— BEGIN DATASET CONTENT —
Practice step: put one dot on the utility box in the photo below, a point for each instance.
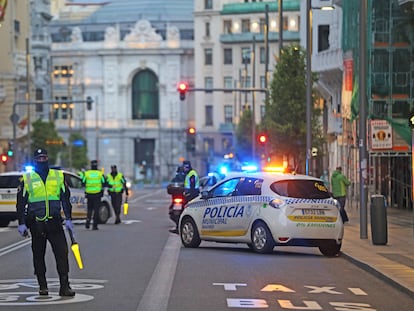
(379, 231)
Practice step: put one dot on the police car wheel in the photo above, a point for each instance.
(189, 233)
(330, 248)
(262, 240)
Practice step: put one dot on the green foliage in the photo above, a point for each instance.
(285, 118)
(44, 135)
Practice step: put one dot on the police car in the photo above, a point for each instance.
(8, 189)
(264, 210)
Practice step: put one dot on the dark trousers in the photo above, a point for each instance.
(116, 200)
(344, 215)
(51, 231)
(94, 201)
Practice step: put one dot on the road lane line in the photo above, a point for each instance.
(15, 246)
(158, 291)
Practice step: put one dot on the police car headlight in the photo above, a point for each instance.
(277, 203)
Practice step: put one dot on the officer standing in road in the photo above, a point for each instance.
(116, 186)
(94, 181)
(191, 182)
(45, 193)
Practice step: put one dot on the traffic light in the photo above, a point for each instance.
(262, 139)
(10, 151)
(191, 142)
(89, 102)
(182, 89)
(4, 158)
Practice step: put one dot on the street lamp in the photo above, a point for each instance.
(308, 87)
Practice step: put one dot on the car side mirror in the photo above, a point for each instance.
(205, 195)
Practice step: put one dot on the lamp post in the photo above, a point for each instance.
(308, 88)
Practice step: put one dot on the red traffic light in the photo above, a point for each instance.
(262, 138)
(182, 88)
(4, 158)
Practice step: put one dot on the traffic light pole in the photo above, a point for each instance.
(15, 117)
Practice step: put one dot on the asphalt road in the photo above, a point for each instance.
(139, 266)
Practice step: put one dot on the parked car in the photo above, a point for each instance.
(8, 189)
(265, 210)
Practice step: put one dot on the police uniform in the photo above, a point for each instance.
(116, 186)
(45, 193)
(94, 181)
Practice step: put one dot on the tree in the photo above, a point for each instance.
(285, 118)
(45, 136)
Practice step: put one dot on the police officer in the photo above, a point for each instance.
(94, 181)
(45, 193)
(191, 186)
(116, 186)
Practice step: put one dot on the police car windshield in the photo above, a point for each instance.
(302, 189)
(11, 181)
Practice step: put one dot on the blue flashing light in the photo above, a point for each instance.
(249, 168)
(28, 168)
(223, 170)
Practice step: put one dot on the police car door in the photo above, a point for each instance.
(247, 197)
(219, 219)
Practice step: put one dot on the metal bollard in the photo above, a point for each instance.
(379, 231)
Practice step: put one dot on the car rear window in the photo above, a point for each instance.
(11, 181)
(302, 189)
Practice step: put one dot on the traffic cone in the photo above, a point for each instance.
(125, 208)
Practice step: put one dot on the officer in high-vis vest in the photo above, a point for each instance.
(94, 181)
(41, 195)
(116, 186)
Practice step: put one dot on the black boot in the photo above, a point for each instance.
(43, 291)
(65, 289)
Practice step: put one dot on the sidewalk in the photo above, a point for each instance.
(393, 262)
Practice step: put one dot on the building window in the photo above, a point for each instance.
(63, 111)
(228, 56)
(208, 57)
(245, 25)
(245, 56)
(208, 4)
(145, 97)
(262, 55)
(208, 145)
(227, 27)
(207, 30)
(228, 114)
(228, 82)
(323, 37)
(209, 115)
(262, 82)
(208, 82)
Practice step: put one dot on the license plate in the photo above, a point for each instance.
(177, 207)
(8, 196)
(313, 212)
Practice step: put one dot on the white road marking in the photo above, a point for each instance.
(158, 291)
(14, 246)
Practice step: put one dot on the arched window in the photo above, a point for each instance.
(145, 102)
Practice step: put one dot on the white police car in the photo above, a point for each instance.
(8, 189)
(265, 210)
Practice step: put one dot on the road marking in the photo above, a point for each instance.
(14, 246)
(158, 291)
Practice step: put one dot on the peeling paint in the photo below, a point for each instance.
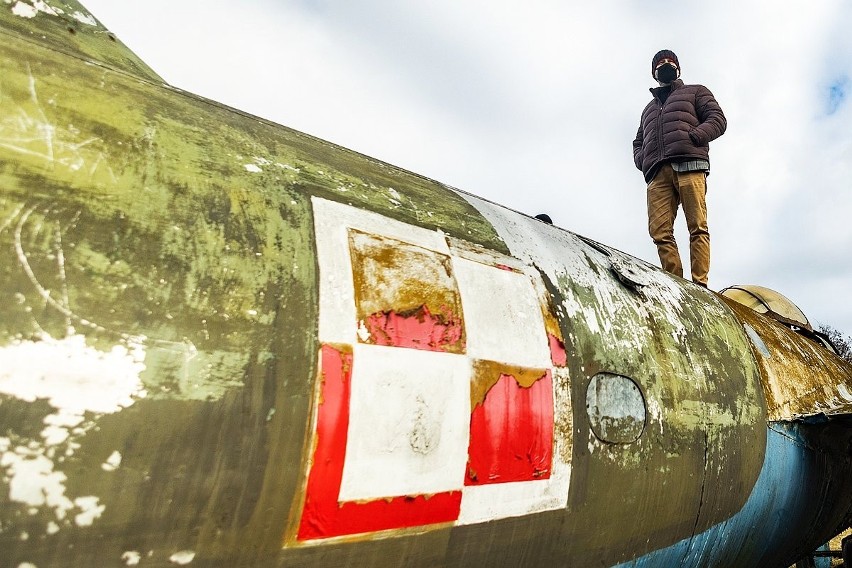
(131, 557)
(182, 558)
(78, 381)
(511, 432)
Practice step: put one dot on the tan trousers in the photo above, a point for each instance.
(666, 191)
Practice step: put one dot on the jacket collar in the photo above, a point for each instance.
(676, 84)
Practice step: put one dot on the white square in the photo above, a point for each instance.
(409, 417)
(502, 315)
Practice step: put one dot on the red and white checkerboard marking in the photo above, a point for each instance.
(415, 429)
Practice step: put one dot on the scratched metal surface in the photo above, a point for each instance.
(166, 268)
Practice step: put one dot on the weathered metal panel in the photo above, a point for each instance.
(228, 343)
(66, 26)
(800, 377)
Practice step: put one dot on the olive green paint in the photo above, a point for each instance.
(134, 214)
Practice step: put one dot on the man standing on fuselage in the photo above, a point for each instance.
(672, 150)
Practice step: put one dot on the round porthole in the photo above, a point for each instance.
(616, 408)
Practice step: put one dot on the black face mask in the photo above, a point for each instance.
(667, 73)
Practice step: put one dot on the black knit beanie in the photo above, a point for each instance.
(663, 54)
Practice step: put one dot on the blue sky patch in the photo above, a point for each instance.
(837, 93)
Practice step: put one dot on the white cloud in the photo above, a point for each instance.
(535, 105)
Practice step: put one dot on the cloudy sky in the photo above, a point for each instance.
(534, 105)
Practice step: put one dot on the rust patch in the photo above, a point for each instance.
(419, 329)
(799, 377)
(511, 427)
(405, 295)
(486, 374)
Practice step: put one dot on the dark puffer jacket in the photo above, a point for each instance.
(678, 130)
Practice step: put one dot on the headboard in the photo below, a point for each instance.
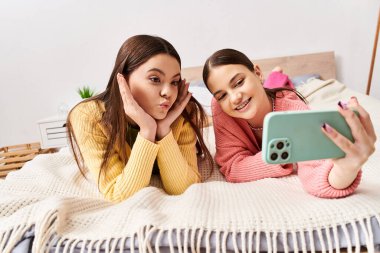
(317, 63)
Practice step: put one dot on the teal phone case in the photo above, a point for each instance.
(294, 136)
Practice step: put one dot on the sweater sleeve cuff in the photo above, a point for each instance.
(145, 148)
(331, 192)
(168, 140)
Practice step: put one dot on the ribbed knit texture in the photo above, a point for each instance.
(50, 195)
(239, 153)
(175, 153)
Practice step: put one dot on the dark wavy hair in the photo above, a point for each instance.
(134, 52)
(229, 56)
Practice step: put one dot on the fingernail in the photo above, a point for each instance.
(327, 127)
(342, 105)
(355, 99)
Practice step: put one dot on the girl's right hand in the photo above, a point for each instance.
(134, 112)
(346, 168)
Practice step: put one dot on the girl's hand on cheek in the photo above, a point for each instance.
(134, 111)
(163, 126)
(346, 168)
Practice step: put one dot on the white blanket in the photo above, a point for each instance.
(50, 194)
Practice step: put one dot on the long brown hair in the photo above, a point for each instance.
(134, 52)
(231, 56)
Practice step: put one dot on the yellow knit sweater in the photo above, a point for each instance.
(175, 153)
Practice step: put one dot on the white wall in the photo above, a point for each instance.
(50, 48)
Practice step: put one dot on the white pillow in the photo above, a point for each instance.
(203, 96)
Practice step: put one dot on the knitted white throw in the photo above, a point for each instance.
(51, 195)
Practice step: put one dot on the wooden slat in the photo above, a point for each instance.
(17, 159)
(20, 152)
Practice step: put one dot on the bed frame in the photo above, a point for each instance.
(318, 63)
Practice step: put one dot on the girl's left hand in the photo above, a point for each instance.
(163, 126)
(345, 169)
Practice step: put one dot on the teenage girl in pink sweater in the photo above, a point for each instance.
(239, 106)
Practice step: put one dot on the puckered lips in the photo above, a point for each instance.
(165, 105)
(243, 105)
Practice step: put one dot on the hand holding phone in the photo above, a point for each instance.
(294, 136)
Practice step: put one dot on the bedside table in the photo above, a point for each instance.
(53, 132)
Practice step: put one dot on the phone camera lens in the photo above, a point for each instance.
(280, 145)
(285, 155)
(274, 156)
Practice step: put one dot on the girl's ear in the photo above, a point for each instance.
(257, 72)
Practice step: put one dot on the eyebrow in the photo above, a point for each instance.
(231, 81)
(162, 72)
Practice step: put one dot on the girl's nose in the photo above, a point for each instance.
(236, 98)
(167, 91)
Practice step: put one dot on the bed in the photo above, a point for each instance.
(47, 206)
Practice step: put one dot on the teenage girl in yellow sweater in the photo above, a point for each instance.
(145, 122)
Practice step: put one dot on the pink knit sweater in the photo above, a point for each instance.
(239, 154)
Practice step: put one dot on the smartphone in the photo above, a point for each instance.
(294, 136)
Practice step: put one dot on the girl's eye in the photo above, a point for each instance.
(154, 79)
(221, 97)
(239, 82)
(176, 83)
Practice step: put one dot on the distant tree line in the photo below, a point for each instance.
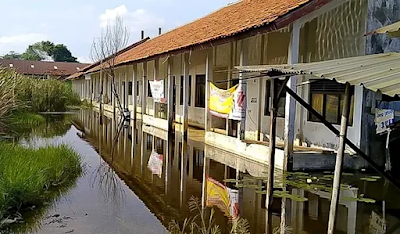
(44, 50)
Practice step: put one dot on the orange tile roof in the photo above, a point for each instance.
(226, 22)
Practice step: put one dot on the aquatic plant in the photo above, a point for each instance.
(47, 95)
(204, 223)
(9, 81)
(27, 174)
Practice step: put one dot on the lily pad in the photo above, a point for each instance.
(368, 179)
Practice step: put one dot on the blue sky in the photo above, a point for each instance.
(76, 23)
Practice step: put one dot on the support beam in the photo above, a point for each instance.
(126, 90)
(170, 100)
(156, 68)
(271, 160)
(339, 161)
(209, 78)
(144, 88)
(242, 83)
(134, 94)
(185, 94)
(206, 172)
(231, 64)
(183, 171)
(290, 105)
(348, 142)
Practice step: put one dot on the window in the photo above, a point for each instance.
(149, 90)
(130, 88)
(190, 89)
(200, 91)
(282, 100)
(327, 97)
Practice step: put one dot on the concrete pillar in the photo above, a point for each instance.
(209, 78)
(126, 92)
(290, 105)
(156, 68)
(144, 88)
(134, 94)
(170, 96)
(243, 56)
(206, 172)
(183, 177)
(185, 104)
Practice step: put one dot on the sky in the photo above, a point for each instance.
(76, 23)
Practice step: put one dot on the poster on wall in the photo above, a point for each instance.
(157, 90)
(155, 163)
(383, 119)
(228, 103)
(226, 199)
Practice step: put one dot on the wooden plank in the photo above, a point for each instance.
(271, 161)
(339, 161)
(290, 105)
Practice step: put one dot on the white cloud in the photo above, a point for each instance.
(19, 42)
(135, 21)
(82, 59)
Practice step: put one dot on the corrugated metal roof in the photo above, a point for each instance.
(393, 30)
(378, 72)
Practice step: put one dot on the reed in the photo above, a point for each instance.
(27, 174)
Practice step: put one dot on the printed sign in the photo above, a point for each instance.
(377, 224)
(383, 119)
(157, 90)
(155, 163)
(228, 103)
(226, 199)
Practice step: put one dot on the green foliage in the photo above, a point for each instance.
(45, 49)
(12, 55)
(62, 54)
(204, 222)
(27, 119)
(26, 174)
(31, 53)
(47, 95)
(9, 82)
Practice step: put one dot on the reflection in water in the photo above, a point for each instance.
(300, 205)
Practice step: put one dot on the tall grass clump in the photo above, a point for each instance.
(26, 174)
(47, 95)
(9, 81)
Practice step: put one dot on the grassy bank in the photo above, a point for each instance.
(27, 174)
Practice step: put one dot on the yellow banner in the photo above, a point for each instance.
(226, 199)
(221, 101)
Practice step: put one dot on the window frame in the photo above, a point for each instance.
(200, 102)
(267, 96)
(190, 91)
(339, 93)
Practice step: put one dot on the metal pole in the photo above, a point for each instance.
(339, 161)
(271, 160)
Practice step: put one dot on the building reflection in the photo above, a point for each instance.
(185, 166)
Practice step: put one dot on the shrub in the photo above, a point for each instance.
(47, 95)
(26, 173)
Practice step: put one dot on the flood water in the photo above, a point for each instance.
(118, 193)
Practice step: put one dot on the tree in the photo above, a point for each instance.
(12, 55)
(60, 53)
(47, 50)
(105, 50)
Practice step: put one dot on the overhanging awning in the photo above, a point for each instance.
(378, 72)
(393, 30)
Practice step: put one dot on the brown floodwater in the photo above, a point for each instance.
(118, 193)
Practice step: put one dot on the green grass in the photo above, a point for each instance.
(27, 118)
(27, 175)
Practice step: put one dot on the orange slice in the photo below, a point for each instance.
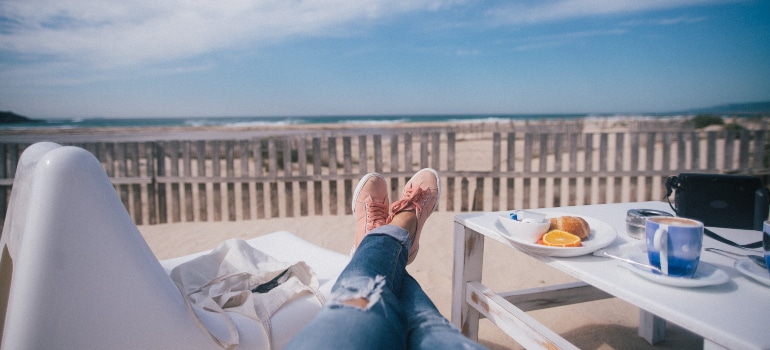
(559, 238)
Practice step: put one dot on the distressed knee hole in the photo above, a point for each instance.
(359, 292)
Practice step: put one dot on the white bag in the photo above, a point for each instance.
(236, 278)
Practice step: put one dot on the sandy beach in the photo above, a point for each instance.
(606, 324)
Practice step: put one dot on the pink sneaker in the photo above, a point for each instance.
(421, 194)
(370, 205)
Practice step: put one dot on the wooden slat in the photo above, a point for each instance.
(120, 171)
(363, 155)
(527, 168)
(729, 151)
(394, 193)
(200, 158)
(332, 144)
(347, 164)
(302, 166)
(176, 198)
(603, 160)
(136, 189)
(189, 207)
(695, 151)
(618, 180)
(558, 143)
(496, 168)
(230, 172)
(317, 189)
(542, 168)
(287, 171)
(510, 167)
(216, 170)
(743, 152)
(4, 189)
(450, 186)
(424, 161)
(589, 165)
(153, 201)
(572, 198)
(681, 150)
(435, 159)
(464, 193)
(470, 246)
(258, 173)
(649, 165)
(272, 170)
(243, 157)
(377, 141)
(550, 158)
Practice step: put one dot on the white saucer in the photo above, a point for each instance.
(752, 270)
(705, 275)
(602, 234)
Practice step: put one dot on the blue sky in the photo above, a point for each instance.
(166, 58)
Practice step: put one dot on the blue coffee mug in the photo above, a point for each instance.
(766, 243)
(674, 244)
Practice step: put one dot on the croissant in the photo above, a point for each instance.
(572, 224)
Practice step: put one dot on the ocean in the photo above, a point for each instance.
(78, 123)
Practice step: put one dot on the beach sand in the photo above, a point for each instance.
(606, 324)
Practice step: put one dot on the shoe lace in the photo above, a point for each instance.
(413, 198)
(376, 214)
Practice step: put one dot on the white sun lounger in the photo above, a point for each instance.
(75, 273)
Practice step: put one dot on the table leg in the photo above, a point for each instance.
(468, 259)
(652, 328)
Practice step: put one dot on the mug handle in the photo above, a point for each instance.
(660, 243)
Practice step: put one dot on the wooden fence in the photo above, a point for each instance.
(500, 167)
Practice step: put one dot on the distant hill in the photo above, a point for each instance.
(734, 108)
(10, 117)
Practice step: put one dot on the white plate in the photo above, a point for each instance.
(705, 275)
(602, 234)
(752, 270)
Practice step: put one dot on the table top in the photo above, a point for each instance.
(735, 314)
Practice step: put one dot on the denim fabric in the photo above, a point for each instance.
(398, 314)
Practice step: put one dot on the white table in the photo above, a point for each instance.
(734, 315)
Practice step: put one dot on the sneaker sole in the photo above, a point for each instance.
(361, 186)
(438, 185)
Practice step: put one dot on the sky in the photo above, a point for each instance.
(205, 58)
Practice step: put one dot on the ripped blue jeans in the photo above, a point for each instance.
(397, 315)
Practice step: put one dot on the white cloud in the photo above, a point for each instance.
(110, 33)
(534, 12)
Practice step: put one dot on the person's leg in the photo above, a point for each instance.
(363, 311)
(426, 327)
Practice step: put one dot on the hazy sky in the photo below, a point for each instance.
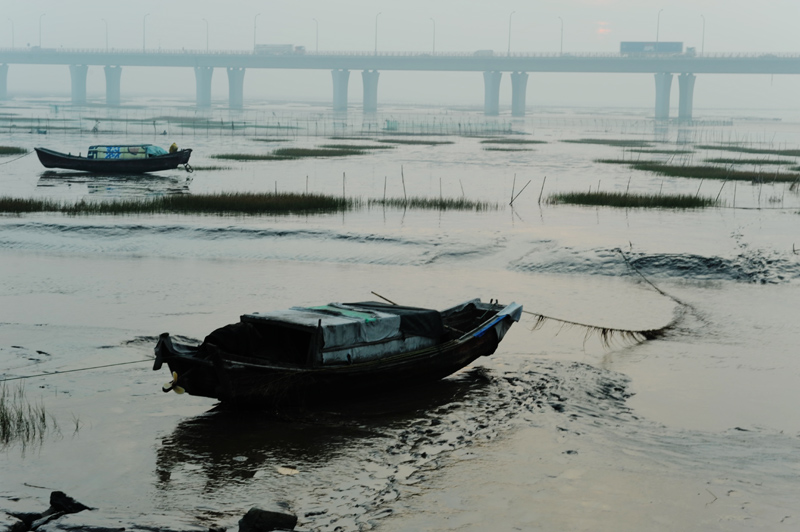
(406, 25)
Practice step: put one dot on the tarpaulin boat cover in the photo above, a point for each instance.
(137, 151)
(345, 325)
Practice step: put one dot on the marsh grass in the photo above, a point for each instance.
(704, 172)
(743, 149)
(212, 167)
(225, 203)
(714, 172)
(627, 200)
(21, 420)
(12, 150)
(723, 160)
(665, 152)
(234, 203)
(356, 147)
(289, 154)
(441, 204)
(512, 141)
(416, 142)
(298, 153)
(244, 157)
(623, 143)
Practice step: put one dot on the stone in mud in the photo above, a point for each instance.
(9, 523)
(61, 502)
(258, 520)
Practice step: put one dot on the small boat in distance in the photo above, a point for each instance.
(309, 353)
(118, 159)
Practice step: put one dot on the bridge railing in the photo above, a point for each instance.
(483, 54)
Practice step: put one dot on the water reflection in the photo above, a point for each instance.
(226, 446)
(117, 184)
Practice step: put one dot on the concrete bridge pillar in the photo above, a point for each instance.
(77, 74)
(491, 98)
(340, 79)
(113, 76)
(663, 85)
(235, 87)
(370, 80)
(202, 77)
(519, 86)
(686, 96)
(3, 82)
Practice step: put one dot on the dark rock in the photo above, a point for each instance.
(46, 519)
(258, 520)
(60, 502)
(27, 517)
(10, 523)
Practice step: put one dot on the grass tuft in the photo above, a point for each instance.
(742, 149)
(723, 160)
(355, 147)
(512, 141)
(233, 203)
(21, 420)
(611, 142)
(12, 150)
(249, 157)
(627, 200)
(441, 204)
(212, 167)
(416, 142)
(713, 172)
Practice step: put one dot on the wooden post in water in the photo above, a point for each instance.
(542, 190)
(403, 178)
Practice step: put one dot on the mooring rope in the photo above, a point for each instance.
(16, 158)
(75, 370)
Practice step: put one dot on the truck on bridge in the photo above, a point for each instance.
(278, 49)
(646, 47)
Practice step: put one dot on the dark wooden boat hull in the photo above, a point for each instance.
(54, 159)
(233, 378)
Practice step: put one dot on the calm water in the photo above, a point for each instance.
(698, 430)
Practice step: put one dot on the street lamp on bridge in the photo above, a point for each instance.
(144, 33)
(703, 42)
(40, 29)
(509, 31)
(658, 24)
(434, 36)
(376, 32)
(255, 20)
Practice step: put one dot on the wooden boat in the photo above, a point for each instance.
(117, 159)
(303, 354)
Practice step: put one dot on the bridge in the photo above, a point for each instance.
(662, 66)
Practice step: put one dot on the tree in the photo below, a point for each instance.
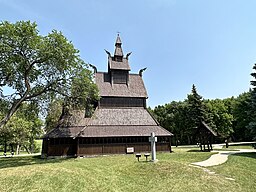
(37, 68)
(252, 125)
(196, 112)
(219, 117)
(22, 129)
(242, 117)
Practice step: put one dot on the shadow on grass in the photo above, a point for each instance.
(197, 150)
(23, 161)
(250, 155)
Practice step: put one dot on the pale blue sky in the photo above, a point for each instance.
(211, 44)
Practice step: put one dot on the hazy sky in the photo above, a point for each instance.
(211, 44)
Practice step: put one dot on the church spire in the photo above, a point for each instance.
(118, 50)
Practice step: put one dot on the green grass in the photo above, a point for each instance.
(235, 148)
(125, 173)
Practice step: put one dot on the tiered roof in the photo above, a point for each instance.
(136, 87)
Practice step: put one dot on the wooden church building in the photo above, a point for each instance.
(120, 123)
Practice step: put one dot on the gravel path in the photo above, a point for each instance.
(220, 157)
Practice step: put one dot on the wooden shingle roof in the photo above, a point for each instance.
(123, 131)
(136, 87)
(105, 122)
(121, 116)
(122, 122)
(123, 65)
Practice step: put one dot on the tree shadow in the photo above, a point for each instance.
(197, 150)
(249, 155)
(7, 162)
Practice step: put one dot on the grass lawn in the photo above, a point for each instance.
(125, 173)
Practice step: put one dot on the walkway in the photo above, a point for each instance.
(220, 157)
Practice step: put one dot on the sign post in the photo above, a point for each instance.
(153, 140)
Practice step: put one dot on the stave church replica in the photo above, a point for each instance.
(120, 123)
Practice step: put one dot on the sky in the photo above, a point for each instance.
(211, 44)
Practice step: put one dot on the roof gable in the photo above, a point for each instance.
(135, 87)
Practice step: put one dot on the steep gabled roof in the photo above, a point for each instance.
(135, 88)
(122, 122)
(123, 131)
(121, 116)
(123, 65)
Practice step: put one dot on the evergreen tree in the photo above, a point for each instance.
(196, 108)
(196, 112)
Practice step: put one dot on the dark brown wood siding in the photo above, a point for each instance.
(122, 102)
(61, 147)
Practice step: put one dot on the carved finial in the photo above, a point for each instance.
(94, 68)
(109, 54)
(128, 54)
(141, 71)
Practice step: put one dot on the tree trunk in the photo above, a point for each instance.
(13, 109)
(18, 149)
(28, 151)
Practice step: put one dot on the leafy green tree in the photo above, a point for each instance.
(242, 117)
(220, 118)
(37, 68)
(252, 125)
(23, 128)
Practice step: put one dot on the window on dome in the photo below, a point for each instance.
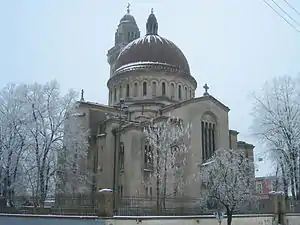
(153, 88)
(121, 156)
(115, 94)
(163, 88)
(135, 94)
(179, 92)
(144, 88)
(208, 131)
(127, 90)
(172, 90)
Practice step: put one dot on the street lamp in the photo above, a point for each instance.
(121, 106)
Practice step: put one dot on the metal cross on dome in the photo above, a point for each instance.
(206, 89)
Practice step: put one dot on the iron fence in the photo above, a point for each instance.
(147, 206)
(83, 205)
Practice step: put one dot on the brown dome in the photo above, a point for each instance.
(152, 51)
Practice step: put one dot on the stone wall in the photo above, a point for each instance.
(263, 219)
(292, 219)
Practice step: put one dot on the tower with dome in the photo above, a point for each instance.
(150, 78)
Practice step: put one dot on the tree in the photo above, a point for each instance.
(276, 122)
(228, 180)
(72, 175)
(12, 141)
(168, 141)
(32, 125)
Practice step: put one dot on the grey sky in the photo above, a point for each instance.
(233, 45)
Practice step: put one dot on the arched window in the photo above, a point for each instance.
(148, 156)
(163, 89)
(172, 90)
(144, 88)
(135, 93)
(179, 92)
(208, 136)
(121, 156)
(153, 88)
(127, 90)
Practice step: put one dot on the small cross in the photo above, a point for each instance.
(128, 8)
(82, 98)
(206, 89)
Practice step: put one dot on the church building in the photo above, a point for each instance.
(150, 78)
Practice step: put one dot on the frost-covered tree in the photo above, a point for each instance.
(72, 174)
(277, 123)
(32, 128)
(228, 180)
(12, 141)
(169, 144)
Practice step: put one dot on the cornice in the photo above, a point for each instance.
(195, 100)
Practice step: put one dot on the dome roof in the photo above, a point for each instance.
(127, 18)
(152, 50)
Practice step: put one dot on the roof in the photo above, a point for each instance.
(152, 49)
(195, 100)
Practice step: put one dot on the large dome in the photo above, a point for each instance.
(152, 50)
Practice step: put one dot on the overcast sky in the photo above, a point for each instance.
(233, 45)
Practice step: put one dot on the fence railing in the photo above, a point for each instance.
(148, 206)
(137, 206)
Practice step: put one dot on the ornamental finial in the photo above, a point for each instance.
(206, 89)
(82, 98)
(128, 8)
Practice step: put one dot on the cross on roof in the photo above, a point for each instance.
(206, 89)
(82, 98)
(128, 8)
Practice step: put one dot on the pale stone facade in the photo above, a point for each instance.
(151, 76)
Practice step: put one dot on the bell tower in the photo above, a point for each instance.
(127, 31)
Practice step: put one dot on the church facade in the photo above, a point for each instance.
(150, 78)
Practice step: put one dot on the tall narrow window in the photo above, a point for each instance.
(144, 88)
(153, 88)
(206, 140)
(210, 139)
(121, 156)
(163, 89)
(115, 94)
(148, 157)
(208, 135)
(203, 140)
(135, 90)
(172, 90)
(179, 92)
(120, 92)
(127, 90)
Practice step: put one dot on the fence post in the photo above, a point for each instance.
(2, 203)
(105, 203)
(278, 206)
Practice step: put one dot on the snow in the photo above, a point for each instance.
(49, 216)
(229, 180)
(105, 190)
(167, 153)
— END DATASET CONTENT —
### [GOAL]
Set down exactly what runs from the line with "Practice step: put one dot on the small cross" to the last line of the data above, including both of those lines and no others.

### [COMPLETED TASK]
Practice step: put one dot on the small cross in the photo above, a point for each instance.
(128, 8)
(82, 98)
(206, 89)
Practice step: put one dot on the church building in the photo above, a point for each instance.
(150, 78)
Practice step: put one dot on the frost-covered tree in the photo above, a point for each instance.
(72, 174)
(277, 123)
(32, 128)
(228, 180)
(12, 141)
(169, 144)
Practice step: put one dot on the cornice in the photo above, a point for each instance.
(195, 100)
Practice step: put one dot on the dome roof in the photo above, a point for each instance.
(127, 18)
(152, 50)
Practice step: put one dot on the roof in the photo above, a point for each instance.
(152, 49)
(195, 100)
Practice step: put one dot on the large dome in the photo above, a point for each instance.
(152, 50)
Practice step: put one dot on the overcast sky in the photo above, a point for each instance.
(233, 45)
Practice step: put one dot on the fence railing in the photo above, a point for each instance.
(148, 206)
(137, 206)
Practice step: put one dot on the ornamental finial in the photo above, a point for each instance.
(206, 89)
(82, 98)
(128, 8)
Practice step: put one dot on the cross on roof in the photo above, a point for each instance.
(206, 89)
(82, 98)
(128, 8)
Practice step: put one dot on the pale stone facade in the photo above, a point for each instance.
(151, 76)
Practice step: put one dot on the bell tower in the photo above, a point for each instance.
(127, 31)
Practice step: put one dot on the church facade in the photo above, a point for each instance.
(150, 78)
Practice step: put one dot on the tall narrow window in the photo above, a point for each instance.
(144, 88)
(153, 88)
(206, 140)
(210, 139)
(121, 156)
(163, 89)
(115, 94)
(148, 157)
(208, 135)
(203, 140)
(135, 90)
(172, 90)
(179, 92)
(120, 92)
(127, 90)
Practice step: put one dot on the fence post in the photo above, a point for each instance.
(2, 203)
(105, 203)
(278, 206)
Practice step: put one dot on the snow in the photo above, a point for each instance.
(49, 216)
(229, 180)
(105, 190)
(167, 153)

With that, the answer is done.